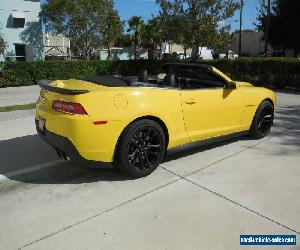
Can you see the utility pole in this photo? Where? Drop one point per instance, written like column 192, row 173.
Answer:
column 267, row 28
column 241, row 23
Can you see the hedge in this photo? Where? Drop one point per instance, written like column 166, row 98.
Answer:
column 277, row 72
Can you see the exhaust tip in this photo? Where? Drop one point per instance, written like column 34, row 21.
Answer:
column 63, row 156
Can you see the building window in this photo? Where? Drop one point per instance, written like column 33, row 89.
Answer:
column 18, row 22
column 20, row 52
column 17, row 19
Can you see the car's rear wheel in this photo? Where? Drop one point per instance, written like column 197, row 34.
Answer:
column 263, row 120
column 141, row 148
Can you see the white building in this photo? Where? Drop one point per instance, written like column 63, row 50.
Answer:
column 56, row 46
column 253, row 43
column 22, row 29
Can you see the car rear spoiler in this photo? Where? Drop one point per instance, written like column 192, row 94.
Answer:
column 45, row 84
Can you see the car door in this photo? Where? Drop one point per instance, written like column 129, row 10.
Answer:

TASK TO CARRY OUT
Copy every line above word for word, without the picture.

TASK RESULT
Can you see the utility pole in this photo? Where? Drop one point per instance, written like column 192, row 173.
Answer:
column 267, row 28
column 241, row 23
Can you see the hedge in this photo? Where? Drop one point per instance, written like column 166, row 98.
Answer:
column 277, row 72
Can you see the exhaust tip in this photo? Where? Drop one point per instance, written like column 34, row 21.
Answer:
column 63, row 156
Can you see the building window in this photo? Where? Drop one point per instance, written like column 33, row 89.
Answer:
column 18, row 22
column 20, row 52
column 17, row 19
Can you see the car's rear wheel in this photo? Where? Drop one point per instance, written like column 197, row 34.
Answer:
column 263, row 120
column 141, row 148
Can you see the white building in this photo? Where? Drop one point per instance, written like column 63, row 50.
Answer:
column 56, row 46
column 253, row 43
column 22, row 29
Can you see the car rear spoiler in this photo? Where? Drop one point per instance, written like column 192, row 94.
Answer:
column 45, row 84
Can you see the car door in this photo? Where? Drop one point per instance, written like column 129, row 10.
Answer:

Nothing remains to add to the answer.